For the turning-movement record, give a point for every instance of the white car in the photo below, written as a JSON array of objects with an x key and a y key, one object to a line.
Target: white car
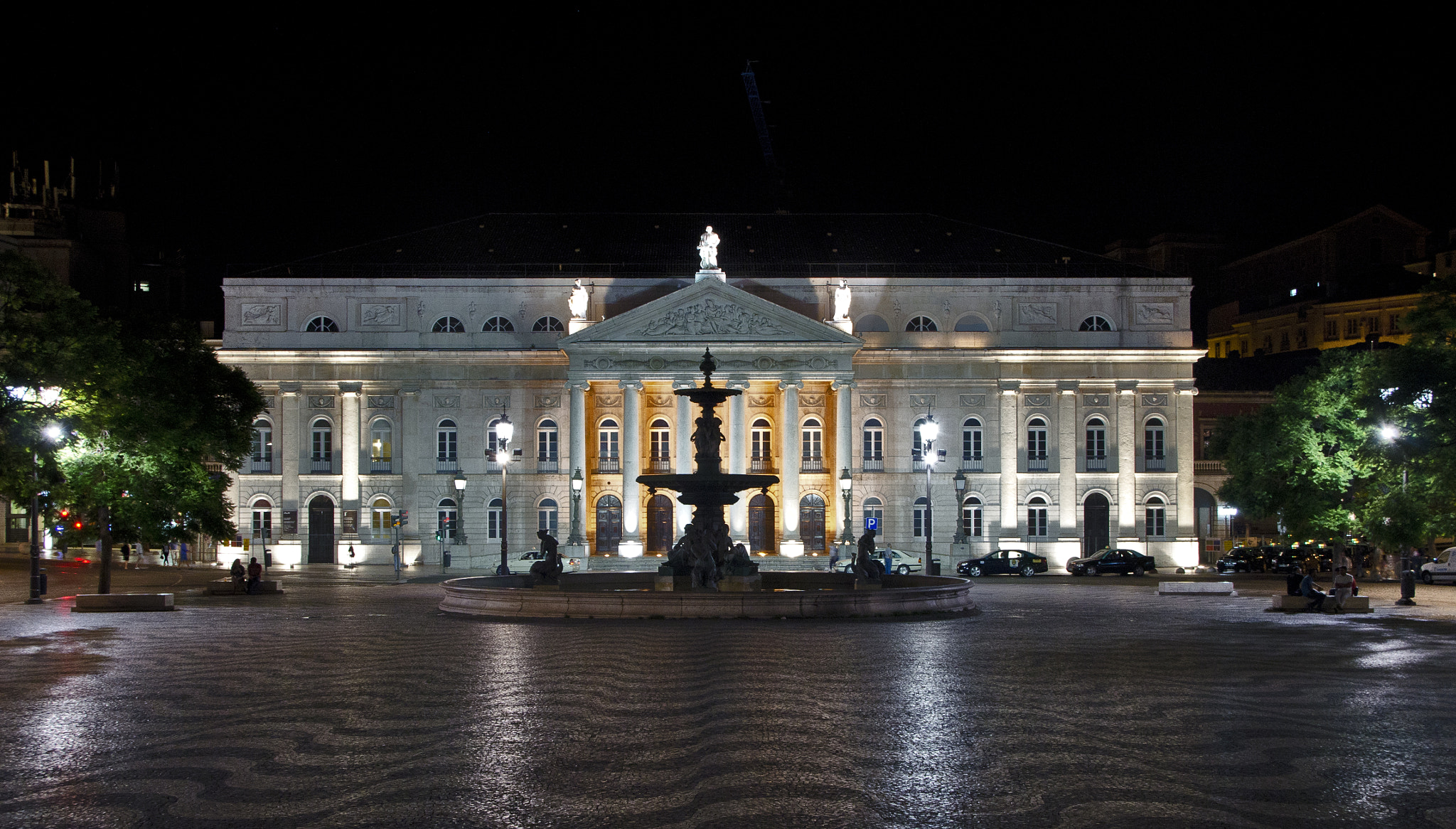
[
  {"x": 530, "y": 557},
  {"x": 1440, "y": 570}
]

• • • •

## Objective
Except for the pictures, copy every line of the records above exactly.

## Answer for the task
For the turning-movement record, give a point for every instance of the white car in the photo below, written as a JSON array of objects with an x key and a y key, one object to a line.
Target: white car
[
  {"x": 530, "y": 557},
  {"x": 1440, "y": 570}
]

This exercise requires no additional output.